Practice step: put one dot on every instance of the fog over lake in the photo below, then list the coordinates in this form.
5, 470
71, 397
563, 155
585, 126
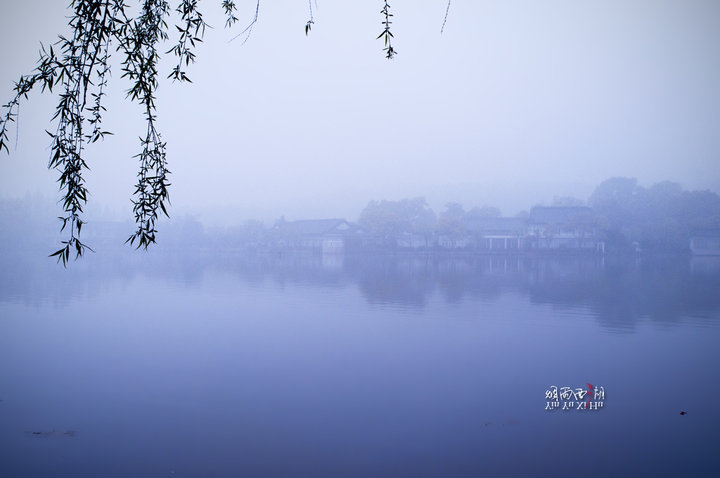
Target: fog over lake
497, 254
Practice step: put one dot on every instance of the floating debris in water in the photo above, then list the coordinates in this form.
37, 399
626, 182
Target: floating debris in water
54, 433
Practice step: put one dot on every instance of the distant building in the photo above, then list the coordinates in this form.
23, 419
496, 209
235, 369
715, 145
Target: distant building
496, 233
705, 242
562, 228
319, 235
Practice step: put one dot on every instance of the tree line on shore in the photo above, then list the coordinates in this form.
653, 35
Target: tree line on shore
625, 216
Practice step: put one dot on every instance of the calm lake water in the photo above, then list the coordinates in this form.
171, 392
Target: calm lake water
160, 365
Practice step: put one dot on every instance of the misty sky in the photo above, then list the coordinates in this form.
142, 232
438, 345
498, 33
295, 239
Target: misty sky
517, 101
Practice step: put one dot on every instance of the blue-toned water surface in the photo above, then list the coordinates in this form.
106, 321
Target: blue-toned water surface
204, 365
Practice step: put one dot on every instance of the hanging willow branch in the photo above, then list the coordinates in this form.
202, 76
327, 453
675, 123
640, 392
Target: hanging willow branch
386, 34
79, 66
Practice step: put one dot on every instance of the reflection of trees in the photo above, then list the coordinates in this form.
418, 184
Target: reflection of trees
620, 293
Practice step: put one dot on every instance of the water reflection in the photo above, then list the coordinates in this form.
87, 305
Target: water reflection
619, 292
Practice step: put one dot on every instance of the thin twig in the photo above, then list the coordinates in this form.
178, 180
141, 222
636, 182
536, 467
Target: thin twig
447, 10
248, 28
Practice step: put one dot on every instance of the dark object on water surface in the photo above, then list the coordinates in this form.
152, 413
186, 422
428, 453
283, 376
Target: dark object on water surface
56, 433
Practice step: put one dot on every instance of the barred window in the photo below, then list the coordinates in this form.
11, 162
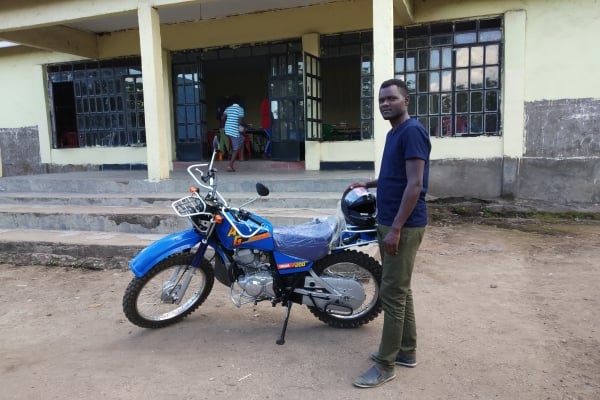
━━━━━━━━━━
Exercise: Without the pictures, give the entries above back exactly.

Answer section:
Practice step: put one dot on every instance of the fog over lake in the photo below, then list the coordinates in this form.
5, 470
71, 397
563, 155
585, 126
Target: fog over lake
497, 254
Practice step: put one dot on every instance of the floating debris in water in the photo above, then list the coordinates in this form.
37, 399
626, 182
Target: floating debris in water
54, 433
Practice step: put one dot on every instance of the distant building in the photo above, then list the coordinates in this form.
23, 419
496, 209
235, 369
715, 145
Target: distant building
496, 233
705, 242
562, 228
319, 235
Practice step: put one dot on every instance of the tree line on shore in the photo above, then list the coordinates in this form.
653, 35
Target: tree line on shore
625, 216
Practice step: put one dot on every instance of the calm lake water in the photo above, then list the coordinates in this form.
171, 392
Target: calm lake water
160, 365
Practice step: put one dot on every instance of the misty sky in the photo above, then list the coordinates in this form.
142, 232
438, 345
498, 33
295, 239
Target: misty sky
517, 101
Practice step: put one dot on every instance of the blue-toned water surface in the photo above, then list the coordinates in this form.
106, 321
Target: blue-toned water surface
204, 365
Practice step: put one dot on every instance of the hanging willow branch in the photo above, then list the coordinates in this form.
202, 76
327, 453
675, 123
640, 392
Target: hanging willow branch
386, 34
79, 66
Practice step: put one dot on every instance of the reflection of trees in the photo above, then list the coordinates in this form.
418, 184
Target: reflection of trees
620, 293
Practice step: put one dot on every instance of the water reflection in the photo above, then list the coordinates in this form.
87, 305
Target: water reflection
619, 292
Practice step: put one dot on every instance of the thin twig in the photo above, then list the coordinates in this form.
178, 180
141, 222
636, 182
536, 467
Target: thin twig
447, 10
248, 28
Practice step: put one dot on every instance of the dark object on water surface in the photo above, then list the coordinates in this form.
152, 413
186, 422
428, 453
283, 376
Target: dark object on water surface
56, 433
Practice step: put one dot on every instance of the barred window in the photo below, then list the coordinates in this form.
11, 162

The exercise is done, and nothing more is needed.